Nessun matrimonio tra Silvio Berlusconi e i centristi. Anche se il Cavaliere non ha mai smesso di corteggiare l'ex alleato e, davanti allo scontro con i finiani, vorrebbe che Pier Ferdinando Casini e i suoi tornassero alla casa madre a rimpinguare i voti della maggioranza. Ma il numero uno dell'Udc non ci sta e non risparmia qualche stilettata anche al leader della Lega Umberto Bossi, da sempre contrario al rientro dei centristi. «Non so se il simpatico Umberto è stato vittima di un colpo di sole o ha bevuto qualche bicchiere di troppo. In entrambi i casi consiglierei a Bossi di evitare preoccupanti allucinazioni. Non corriamo il rischio di trovarci assieme».

Insomma, per ora nessun apparentamento anche perché il Senatur è stato chiarissimo con il premier. «Berlusconi ha detto che ha un progettino da portare in Parlamento - ha spiegato Bossi dal palco della Berghèm Fest -. Se lo votano bene altrimenti si va alle elezioni. Io penso che bisogna andare alle elezioni comunque. Mi sembra improbabile che si possa andare avanti così». Quanto alle avances di Berlusconi con Casini, il ministro delle Riforme è tranchant. «Ho telefonato a Silvio - ha proseguito Bossi - e gli ho detto che non va bene. Gli ho detto: guarda che con Casini noi non ci stiamo. Nomen omen, Casini uguale a casino».

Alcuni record
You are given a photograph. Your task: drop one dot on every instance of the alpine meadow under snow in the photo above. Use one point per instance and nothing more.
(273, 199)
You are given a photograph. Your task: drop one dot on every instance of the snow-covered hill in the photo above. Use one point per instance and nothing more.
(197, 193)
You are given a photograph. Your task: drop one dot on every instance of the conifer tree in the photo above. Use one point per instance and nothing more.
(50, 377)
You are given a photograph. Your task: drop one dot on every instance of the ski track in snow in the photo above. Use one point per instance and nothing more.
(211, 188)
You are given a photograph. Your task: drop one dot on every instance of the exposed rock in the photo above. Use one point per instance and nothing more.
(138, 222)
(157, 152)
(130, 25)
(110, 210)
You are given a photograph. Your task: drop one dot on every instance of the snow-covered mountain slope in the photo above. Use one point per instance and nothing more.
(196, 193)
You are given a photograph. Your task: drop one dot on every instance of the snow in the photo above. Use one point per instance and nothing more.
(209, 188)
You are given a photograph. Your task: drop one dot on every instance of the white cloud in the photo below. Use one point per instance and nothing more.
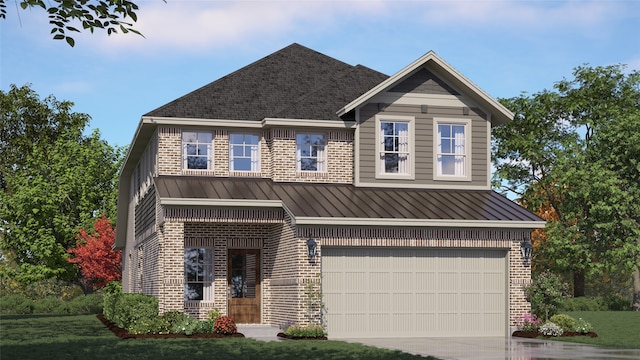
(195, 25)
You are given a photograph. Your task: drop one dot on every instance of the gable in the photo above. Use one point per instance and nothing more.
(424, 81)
* * *
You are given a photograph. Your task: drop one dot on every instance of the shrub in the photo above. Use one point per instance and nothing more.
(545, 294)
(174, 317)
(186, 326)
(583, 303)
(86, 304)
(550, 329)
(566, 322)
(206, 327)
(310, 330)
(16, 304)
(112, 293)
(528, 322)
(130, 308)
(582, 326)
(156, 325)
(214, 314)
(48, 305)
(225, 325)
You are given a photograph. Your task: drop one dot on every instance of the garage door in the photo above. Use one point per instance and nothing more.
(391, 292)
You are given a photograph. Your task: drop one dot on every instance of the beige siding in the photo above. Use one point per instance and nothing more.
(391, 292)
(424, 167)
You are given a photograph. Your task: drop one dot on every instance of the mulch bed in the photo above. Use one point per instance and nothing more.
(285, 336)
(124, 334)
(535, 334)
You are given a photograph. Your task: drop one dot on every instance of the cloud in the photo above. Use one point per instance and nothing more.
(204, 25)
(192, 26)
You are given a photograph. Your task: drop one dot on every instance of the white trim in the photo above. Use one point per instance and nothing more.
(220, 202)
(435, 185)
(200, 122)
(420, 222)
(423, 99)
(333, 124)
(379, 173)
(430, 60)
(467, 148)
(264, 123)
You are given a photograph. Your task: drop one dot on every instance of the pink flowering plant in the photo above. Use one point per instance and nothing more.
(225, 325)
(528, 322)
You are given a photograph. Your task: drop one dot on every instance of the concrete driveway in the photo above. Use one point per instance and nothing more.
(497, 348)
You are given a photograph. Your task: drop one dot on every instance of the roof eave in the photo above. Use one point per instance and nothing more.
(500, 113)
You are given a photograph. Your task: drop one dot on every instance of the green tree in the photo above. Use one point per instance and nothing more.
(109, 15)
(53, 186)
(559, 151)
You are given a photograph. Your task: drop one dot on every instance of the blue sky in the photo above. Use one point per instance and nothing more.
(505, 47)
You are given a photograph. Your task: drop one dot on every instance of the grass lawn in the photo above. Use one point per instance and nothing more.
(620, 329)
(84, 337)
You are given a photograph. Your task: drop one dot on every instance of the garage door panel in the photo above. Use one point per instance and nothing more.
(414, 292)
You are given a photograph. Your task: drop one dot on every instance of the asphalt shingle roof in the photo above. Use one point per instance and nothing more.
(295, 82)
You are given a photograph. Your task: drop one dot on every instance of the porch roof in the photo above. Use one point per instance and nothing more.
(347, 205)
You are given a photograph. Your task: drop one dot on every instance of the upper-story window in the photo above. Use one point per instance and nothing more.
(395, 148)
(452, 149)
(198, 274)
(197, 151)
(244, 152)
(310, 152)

• [Obiettivo dichiarato 1] Secondo il brano, da quale palco ha parlato Bossi?
• [Obiettivo dichiarato 2] Riporta ogni riga dei record che contiene la parola "cloud", distinguendo tra maiuscole e minuscole.

• [Risposta 1] Dal palco della Berghèm Fest.

• [Risposta 2]
You are given a photograph. Your task: drop one dot on every instance of the white cloud in the photo below. Use one point per instance and nothing more.
You are given a photograph. Your task: drop one dot on every instance of the cloud in the photo above. Use one point per instance and nothing more.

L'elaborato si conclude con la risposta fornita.